Consigne A: Recopiez mot pour mot le passage du compte rendu de séance parlementaire qui s'ouvre sur les mots contenant "Mme la garde des sceaux." et se termine par "à M. Jean-Frédéric Poisson.".
Consigne B: D'après le compte rendu de séance parlementaire, quelle instance la garde des sceaux annonce-t-elle qu'elle saisira sur le sujet du secret médical ?
Consigne C: Poursuivez le compte rendu de séance parlementaire sur le contrôle des prisons à partir de sa dernière phrase.

Extrait fourni:
=-=-=-=-=

M. Philippe Goujon, rapporteur. Le débat sur le secret médical ayant eu lieu, nous n’y reviendrons pas, tous les arguments ont été développés. Ce sujet fera l’objet de dispositions nouvelles dans le cadre de la loi pénitentiaire, en fonction des éléments que Mme la garde des sceaux a évoqués.

Il n’est pas opportun que le Contrôleur général, pas plus que le médecin l’accompagnant, aient accès au secret médical, qu’il est nécessaire de conserver. Seule la personne détenue peut donner connaissance des faits le concernant.

C’est la raison pour laquelle la commission a rejeté ces amendements.

Mme la présidente. Quel est l’avis du Gouvernement ?

Mme la garde des sceaux. Même avis que la commission. Je saisirai effectivement le comité consultatif national d’éthique sur ce sujet.

Mme la présidente. La parole est à M. Jean-Frédéric Poisson.

M. Jean-Frédéric Poisson. Prenant acte des engagements de Mme la garde des sceaux, je retire mes deux amendements, n°s 60 et 61 rectifié.

Mme la présidente. L’amendement n° 60 est retiré.

Mme la présidente. Je mets aux voix l’amendement n° 50.

(L’amendement n’est pas adopté.)

 

Explications de vote

Mme la présidente. La parole est à M. Michel Hunault, pour le groupe Nouveau Centre.

M. Michel Hunault. Madame la présidente, au nom de tous ses députés, je vous annonce que le groupe Nouveau Centre votera ce projet de loi. Je remercie Mme la ministre de l’avoir inscrit à l’ordre du jour de cette session extraordinaire.

Cela fait moins de quatre mois que vous avez pris vos fonctions, madame la garde des sceaux, et vous avez déjà fait montre de votre volonté politique : lors de la session de juillet, vous faisiez adopter une loi contre la récidive ; vous nous présentez aujourd’hui une loi sur le contrôle des prisons ; et, cet après-midi, vous nous avez donné rendez-vous pour une loi pénitentiaire à venir.

M. Roger Karoutchi, secrétaire d’État chargé des relations avec le Parlement. Très bien !

M. Michel Hunault. Avec ce texte, vous répondez à une attente partagée depuis des années par l’ensemble de nos collègues ; et, surtout, vous concrétisez les recommandations de l’Organisation des Nations unies et du Conseil de l’Europe, qui appelaient de leurs vœux un contrôle indépendant des prisons.

=-=-=-=-=

Données:
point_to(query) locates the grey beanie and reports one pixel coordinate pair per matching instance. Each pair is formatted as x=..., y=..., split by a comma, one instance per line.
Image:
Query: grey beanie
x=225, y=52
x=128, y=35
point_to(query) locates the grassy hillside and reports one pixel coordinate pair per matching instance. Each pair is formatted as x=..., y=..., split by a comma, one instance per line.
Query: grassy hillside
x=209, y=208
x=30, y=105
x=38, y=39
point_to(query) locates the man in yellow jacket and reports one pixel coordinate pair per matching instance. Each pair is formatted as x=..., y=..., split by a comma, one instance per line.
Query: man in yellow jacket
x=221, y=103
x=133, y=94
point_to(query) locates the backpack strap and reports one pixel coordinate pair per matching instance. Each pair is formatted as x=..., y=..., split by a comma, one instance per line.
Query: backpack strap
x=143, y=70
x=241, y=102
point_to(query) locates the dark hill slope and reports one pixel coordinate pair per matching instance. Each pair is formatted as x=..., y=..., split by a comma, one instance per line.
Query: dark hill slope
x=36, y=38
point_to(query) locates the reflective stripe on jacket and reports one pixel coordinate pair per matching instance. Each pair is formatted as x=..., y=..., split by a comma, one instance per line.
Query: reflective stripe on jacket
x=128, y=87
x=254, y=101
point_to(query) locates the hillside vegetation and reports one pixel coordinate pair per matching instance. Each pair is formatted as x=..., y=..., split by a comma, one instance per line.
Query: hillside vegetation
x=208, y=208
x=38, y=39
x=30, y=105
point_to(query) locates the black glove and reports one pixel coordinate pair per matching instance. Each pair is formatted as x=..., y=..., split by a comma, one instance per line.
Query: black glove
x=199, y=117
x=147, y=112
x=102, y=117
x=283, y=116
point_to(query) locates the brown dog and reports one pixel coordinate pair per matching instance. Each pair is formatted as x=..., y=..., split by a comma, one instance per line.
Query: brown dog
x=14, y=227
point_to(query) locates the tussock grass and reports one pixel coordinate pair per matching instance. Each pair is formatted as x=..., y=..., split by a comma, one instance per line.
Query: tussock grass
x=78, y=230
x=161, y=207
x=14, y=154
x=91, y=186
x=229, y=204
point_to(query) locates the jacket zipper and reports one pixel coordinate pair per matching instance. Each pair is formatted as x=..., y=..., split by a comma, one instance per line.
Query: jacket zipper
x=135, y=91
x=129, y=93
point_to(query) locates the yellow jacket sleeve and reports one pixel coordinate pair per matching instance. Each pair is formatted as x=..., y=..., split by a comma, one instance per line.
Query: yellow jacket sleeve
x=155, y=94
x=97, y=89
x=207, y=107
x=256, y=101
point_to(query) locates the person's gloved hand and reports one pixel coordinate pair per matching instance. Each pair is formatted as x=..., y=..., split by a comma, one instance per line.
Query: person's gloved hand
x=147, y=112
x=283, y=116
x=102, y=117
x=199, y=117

=-=-=-=-=

Réponse A:
Mme la garde des sceaux. Même avis que la commission. Je saisirai effectivement le comité consultatif national d’éthique sur ce sujet.

Mme la présidente. La parole est à M. Jean-Frédéric Poisson.

Réponse B: Le comité consultatif national d'éthique.

Réponse C:
Aux explications de vote des groupes de l’opposition, qui, sans voter contre, s’abstiennent, je réponds qu’il faut déjà considérer ce qui a été fait. La création de cette nouvelle institution indépendante répond à une volonté commune, même s’il reste des interrogations sur ses pouvoirs – notamment d’investigation – et sur ses moyens financiers et matériels. Quant à la seconde délibération sur l’article 6, c’est une affaire entre le Gouvernement et le groupe majoritaire. J’avais pour ma part apporté ma voix à l’amendement d’une éminente membre de la majorité visant à supprimer l’alinéa 2 de l’article 6, et je pense qu’il était inutile de le rétablir. Mais l’arbre ne doit pas cacher la forêt. Au cours de la discussion, vous avez dit, madame la garde des sceaux, que, pour mener à bien sa mission, le Contrôleur s’appuiera sur les règles qui seront fixées dans la loi pénitentiaire. J’en prends acte. Ce sera à celui ou celle qui assumera cette fonction de donner toute sa grandeur à la mission qui lui sera confiée.

Ce texte est un grand pas en avant et, contrairement à mes collègues de l’opposition, qui l’interprètent comme une simple réponse aux recommandations européennes, je pense que la France est plutôt en avance sur ses voisins. Il est, madame la garde des sceaux, la manifestation d’une volonté politique dont je prends acte ; je vous en félicite et vous encourage dans cette mission difficile.

Nous débattions sur le point de savoir si le travail du Contrôleur devrait ou non faire l’objet d’un compte rendu devant les assemblées. Mais le texte que nous allons voter ira d’abord en deuxième lecture au Sénat, puis reviendra à l’Assemblée nationale, et par la suite il sera évalué. Ainsi, je suis sûr que cette institution nouvelle finira par prendre ses marques.

Madame la garde des sceaux, vous pouvez être fière du travail accompli au cours de ces derniers mois. Les députés du Nouveau Centre vous apportent leur appui et leur confiance. Sachons faire de ce texte un objet de consensus et, s’il reste des interrogations, ne diminuons pas la portée du vote de ce soir ! (Applaudissements sur les bancs du groupe Nouveau Centre et du groupe de l’Union pour un mouvement populaire.)